**Data items**
————

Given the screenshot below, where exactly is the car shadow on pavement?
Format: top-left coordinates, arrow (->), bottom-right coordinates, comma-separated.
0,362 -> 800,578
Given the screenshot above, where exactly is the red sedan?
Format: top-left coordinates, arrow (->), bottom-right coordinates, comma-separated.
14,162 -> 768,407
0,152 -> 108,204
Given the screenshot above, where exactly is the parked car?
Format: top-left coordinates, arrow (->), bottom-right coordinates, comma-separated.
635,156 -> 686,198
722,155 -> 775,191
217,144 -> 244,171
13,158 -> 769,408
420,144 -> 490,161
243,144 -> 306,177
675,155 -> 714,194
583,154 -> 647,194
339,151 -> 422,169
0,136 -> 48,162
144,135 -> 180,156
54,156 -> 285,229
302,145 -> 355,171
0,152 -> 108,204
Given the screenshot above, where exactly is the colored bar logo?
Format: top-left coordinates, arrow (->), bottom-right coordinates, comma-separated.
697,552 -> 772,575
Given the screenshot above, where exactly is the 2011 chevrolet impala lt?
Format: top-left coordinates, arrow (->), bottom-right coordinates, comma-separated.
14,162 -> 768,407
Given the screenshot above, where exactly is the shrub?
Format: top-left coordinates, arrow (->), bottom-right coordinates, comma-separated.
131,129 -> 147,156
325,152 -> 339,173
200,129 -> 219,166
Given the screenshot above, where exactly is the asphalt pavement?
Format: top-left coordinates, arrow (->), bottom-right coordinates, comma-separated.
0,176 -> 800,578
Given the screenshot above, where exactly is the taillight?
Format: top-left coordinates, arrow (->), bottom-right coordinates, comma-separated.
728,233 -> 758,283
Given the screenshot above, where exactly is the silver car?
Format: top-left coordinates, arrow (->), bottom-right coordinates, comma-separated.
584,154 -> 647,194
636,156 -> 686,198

————

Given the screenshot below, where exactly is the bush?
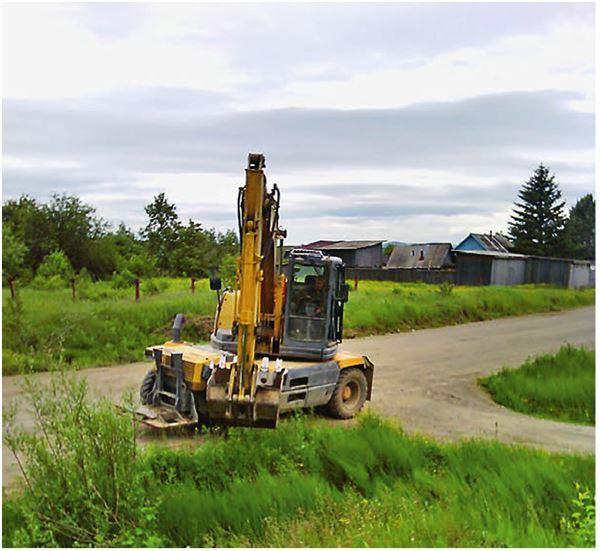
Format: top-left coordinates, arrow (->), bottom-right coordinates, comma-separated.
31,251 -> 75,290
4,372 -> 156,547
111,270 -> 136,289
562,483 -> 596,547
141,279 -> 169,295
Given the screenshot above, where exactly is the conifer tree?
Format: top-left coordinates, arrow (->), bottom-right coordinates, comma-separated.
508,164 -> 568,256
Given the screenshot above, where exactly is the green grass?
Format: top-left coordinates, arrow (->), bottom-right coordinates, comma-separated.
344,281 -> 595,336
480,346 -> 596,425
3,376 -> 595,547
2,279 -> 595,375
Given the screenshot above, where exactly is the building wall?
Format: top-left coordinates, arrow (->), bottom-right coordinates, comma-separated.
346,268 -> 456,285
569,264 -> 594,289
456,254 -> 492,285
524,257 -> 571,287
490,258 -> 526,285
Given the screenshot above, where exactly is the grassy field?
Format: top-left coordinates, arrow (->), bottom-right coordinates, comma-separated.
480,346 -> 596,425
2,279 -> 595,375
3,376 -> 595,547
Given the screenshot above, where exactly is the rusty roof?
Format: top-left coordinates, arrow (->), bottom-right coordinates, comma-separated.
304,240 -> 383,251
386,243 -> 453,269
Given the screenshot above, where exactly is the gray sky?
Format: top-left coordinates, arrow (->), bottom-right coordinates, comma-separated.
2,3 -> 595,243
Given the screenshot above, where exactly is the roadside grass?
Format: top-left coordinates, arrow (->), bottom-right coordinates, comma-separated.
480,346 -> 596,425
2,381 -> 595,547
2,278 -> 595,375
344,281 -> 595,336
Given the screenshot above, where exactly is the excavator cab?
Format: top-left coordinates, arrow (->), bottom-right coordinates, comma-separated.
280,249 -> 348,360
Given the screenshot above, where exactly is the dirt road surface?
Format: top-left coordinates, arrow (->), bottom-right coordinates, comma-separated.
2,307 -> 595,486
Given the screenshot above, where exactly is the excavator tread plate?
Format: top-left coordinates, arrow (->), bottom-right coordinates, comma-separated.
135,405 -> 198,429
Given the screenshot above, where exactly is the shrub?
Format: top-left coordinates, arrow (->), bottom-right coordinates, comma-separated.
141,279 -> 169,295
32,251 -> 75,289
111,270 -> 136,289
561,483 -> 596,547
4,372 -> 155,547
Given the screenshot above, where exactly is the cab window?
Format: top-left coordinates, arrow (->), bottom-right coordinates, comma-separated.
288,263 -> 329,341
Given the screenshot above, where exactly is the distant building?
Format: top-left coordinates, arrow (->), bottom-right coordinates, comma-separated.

————

Please count the lines in the material above that contain the string "pavement", treating uppercase and lowercase as different. Give only the number.

**Task answer**
2